* Begin *

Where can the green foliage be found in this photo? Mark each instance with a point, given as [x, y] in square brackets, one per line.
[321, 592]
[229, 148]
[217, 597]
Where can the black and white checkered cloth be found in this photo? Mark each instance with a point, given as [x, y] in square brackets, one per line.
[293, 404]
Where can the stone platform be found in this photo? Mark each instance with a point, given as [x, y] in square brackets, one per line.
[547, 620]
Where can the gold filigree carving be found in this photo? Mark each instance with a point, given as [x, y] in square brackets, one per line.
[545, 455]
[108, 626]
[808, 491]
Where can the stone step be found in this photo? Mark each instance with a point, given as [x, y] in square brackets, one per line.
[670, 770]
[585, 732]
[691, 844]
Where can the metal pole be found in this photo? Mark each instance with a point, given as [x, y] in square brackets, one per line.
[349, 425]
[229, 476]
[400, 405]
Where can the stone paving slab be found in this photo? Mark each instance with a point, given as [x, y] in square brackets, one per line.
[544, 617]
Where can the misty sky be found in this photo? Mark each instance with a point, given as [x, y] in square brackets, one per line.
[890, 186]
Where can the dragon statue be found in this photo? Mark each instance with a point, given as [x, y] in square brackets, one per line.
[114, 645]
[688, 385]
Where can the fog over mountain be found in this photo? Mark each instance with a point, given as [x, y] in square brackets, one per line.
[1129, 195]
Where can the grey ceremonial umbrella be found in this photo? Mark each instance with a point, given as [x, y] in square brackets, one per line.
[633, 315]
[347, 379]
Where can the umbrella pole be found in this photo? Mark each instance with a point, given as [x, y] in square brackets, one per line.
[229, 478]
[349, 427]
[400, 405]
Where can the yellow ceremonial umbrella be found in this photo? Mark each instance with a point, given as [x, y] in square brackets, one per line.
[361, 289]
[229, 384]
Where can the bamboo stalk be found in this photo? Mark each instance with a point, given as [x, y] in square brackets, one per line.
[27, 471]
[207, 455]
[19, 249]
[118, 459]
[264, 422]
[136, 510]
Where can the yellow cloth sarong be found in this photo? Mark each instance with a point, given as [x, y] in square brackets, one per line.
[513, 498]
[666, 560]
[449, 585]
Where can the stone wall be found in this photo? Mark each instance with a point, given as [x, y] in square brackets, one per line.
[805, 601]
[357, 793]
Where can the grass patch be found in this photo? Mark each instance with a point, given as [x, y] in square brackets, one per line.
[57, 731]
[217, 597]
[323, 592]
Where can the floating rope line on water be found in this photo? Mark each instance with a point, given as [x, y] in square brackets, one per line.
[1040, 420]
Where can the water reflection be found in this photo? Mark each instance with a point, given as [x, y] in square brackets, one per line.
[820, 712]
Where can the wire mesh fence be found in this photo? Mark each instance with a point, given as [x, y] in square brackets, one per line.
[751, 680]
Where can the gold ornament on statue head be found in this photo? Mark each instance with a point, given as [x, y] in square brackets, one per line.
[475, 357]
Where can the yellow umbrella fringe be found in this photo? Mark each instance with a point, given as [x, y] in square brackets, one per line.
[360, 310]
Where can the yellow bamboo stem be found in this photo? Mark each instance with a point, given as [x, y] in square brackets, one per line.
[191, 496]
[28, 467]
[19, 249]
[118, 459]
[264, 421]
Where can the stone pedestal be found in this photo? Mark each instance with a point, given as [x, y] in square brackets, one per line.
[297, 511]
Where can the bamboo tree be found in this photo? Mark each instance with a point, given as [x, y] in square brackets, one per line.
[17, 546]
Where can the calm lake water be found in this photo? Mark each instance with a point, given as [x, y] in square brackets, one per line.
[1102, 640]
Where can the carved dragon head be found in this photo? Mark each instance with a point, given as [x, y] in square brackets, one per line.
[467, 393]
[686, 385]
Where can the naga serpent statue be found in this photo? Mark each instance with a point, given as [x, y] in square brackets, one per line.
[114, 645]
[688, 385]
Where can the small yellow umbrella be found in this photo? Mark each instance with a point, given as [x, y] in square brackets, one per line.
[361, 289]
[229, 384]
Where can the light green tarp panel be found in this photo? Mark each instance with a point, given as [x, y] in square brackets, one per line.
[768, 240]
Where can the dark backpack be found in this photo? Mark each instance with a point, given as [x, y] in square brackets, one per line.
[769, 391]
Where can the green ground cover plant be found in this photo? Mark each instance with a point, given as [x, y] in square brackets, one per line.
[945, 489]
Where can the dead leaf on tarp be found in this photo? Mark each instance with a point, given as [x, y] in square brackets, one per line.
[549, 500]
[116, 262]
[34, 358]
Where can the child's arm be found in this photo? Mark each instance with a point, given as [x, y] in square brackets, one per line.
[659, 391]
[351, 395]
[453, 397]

* End *

§ **The request**
Copy out each line exactly.

§ **Exercise result**
Where can the green foliage be found in this photo? Mark each instance with a point, given as [x, y] in square brackets, one per line.
[321, 592]
[229, 148]
[217, 597]
Where can the black and white checkered cloth be found in this photo? Mark each instance with a point, given as [x, y] in square brackets, one per line.
[293, 404]
Where can the stone platform be found in this photo? Mark each instance with a point, given as [x, y] in square brackets, one per line.
[547, 620]
Where can the gold filigree carving be found in this photo? Mark each instance with a point, given as [x, y] in square brackets, one per line.
[545, 455]
[108, 626]
[808, 491]
Where can the stone step be found in this photo? Mark each instance with a point, given as [x, y] in square brackets, one per line.
[670, 770]
[585, 732]
[691, 844]
Where can the metal pole be found in this photo? Mark each instance with a point, given as [x, y] in square brackets, one per line.
[349, 425]
[229, 476]
[400, 405]
Where can the stone paving slab be found in this photo? Mark each instance with a point, given as [x, y] in square brackets, one per line.
[544, 617]
Where can the misty sky be found in this photo? Mark each instance with a point, given as [x, y] in square brackets, one per line.
[890, 186]
Where can the dragon statue be found in this photo? Mark each instance with a point, given as [x, y] in square brackets, one per line.
[114, 645]
[688, 385]
Where can the fog over mountain be found in this photo? Mark each instance with a point, given as [x, y] in square brackets, one per line.
[1129, 195]
Where can the grey ceremonial umbrella be found in this photo? Mark each instance with a point, given as [x, y] in square brackets, one per line.
[633, 315]
[347, 379]
Where can the umbrella pole be found in this photo? Mark each instance with a point, given as [x, y] in square brackets, one per line.
[229, 478]
[349, 427]
[400, 405]
Where can the yellow ceremonial umbrella be found in this photo? Mark each instance with a point, given as [x, y] in square brackets, one per line.
[361, 289]
[229, 384]
Where can the bamboo stalk be found in this photo? Mark each instance with a point, given as [x, y] in square brackets, one per line.
[27, 471]
[207, 455]
[19, 249]
[118, 459]
[264, 422]
[136, 510]
Where can the yellow cloth sarong be found in this photo? Mark each instance with a point, given as [x, y] in square brackets, one per line.
[513, 498]
[666, 560]
[449, 585]
Where can the stone wall be found in this photo? Mark each instance with a point, given as [x, y] in square brackets, one per line.
[805, 601]
[357, 793]
Where can the grass patch be found in this photo? Mark each instance with a point, given as [x, y] in square brackets, one per line.
[57, 731]
[217, 597]
[323, 592]
Where can the floating rope line on water be found in this photo? Mark each instance with a point, given as [x, y] in square brackets, one per line.
[1040, 420]
Where can the water reflection be found in this photo? Mark each instance with a point, given as [x, y] in square brackets, one per line.
[820, 712]
Where can the wire mesh fence be found in this photo? Mark each instance with a point, given as [x, y] in square brackets, one per line.
[751, 680]
Where can the gold ornament on statue head be found in this photo? Mark each instance with a point, given as [x, y] in square brackets, one per line.
[475, 357]
Where can the yellow umbrella fringe be found in this photo? Mark each instance with a point, given as [x, y] in square brackets, one per line.
[360, 310]
Where can the yellow bamboo stem be found in this photo? Mark each instance with a point, given as [x, y] in square brackets, one per line.
[191, 496]
[28, 467]
[19, 249]
[118, 459]
[264, 421]
Where can the stone pedestal be found in this photo? Mark each instance with a point, given as [x, y] in square brackets, one per line.
[297, 511]
Where can the bamboo tree be found in this photo? Mark each instance with a point, given as [x, y] in square brackets, one per line.
[17, 546]
Where can the calm lake water be found in this photo? Mark each instance with a point, given as [x, y] in square brackets, one per line.
[1102, 640]
Where can the carved dragon head be found in this photo? Mark each instance with a point, given as [x, y] in square brackets, one per line.
[467, 393]
[686, 385]
Where can the naga serpent statue be found in this photo? Mark each instance with a point, given as [x, y] in square brackets, one per line.
[114, 645]
[688, 385]
Where can the small yellow umbrella be found in this photo? Mark each instance with a point, given as [x, y] in square brackets, one per line.
[361, 289]
[229, 384]
Where can the light green tarp panel be found in this photo? Mark each instance with a point, given as [x, y] in square brackets, one per line.
[768, 240]
Where can the dark backpack be found in this photo? Mark each instance with a point, given as [x, y] in square brackets, one per line.
[769, 391]
Where can the green ground cover plant be found in this photo? Mark each instance with a point, given as [x, y] in square brackets, one per line.
[945, 489]
Where can the dead leaf on tarp be found in this photo? Mark each instance with a point, given as [x, y] in square brackets, one per line.
[549, 500]
[116, 262]
[34, 358]
Where can the child's arm be found in this photo? Mark each instance with a point, given as [x, y] in square brackets, one per line.
[659, 391]
[351, 395]
[453, 397]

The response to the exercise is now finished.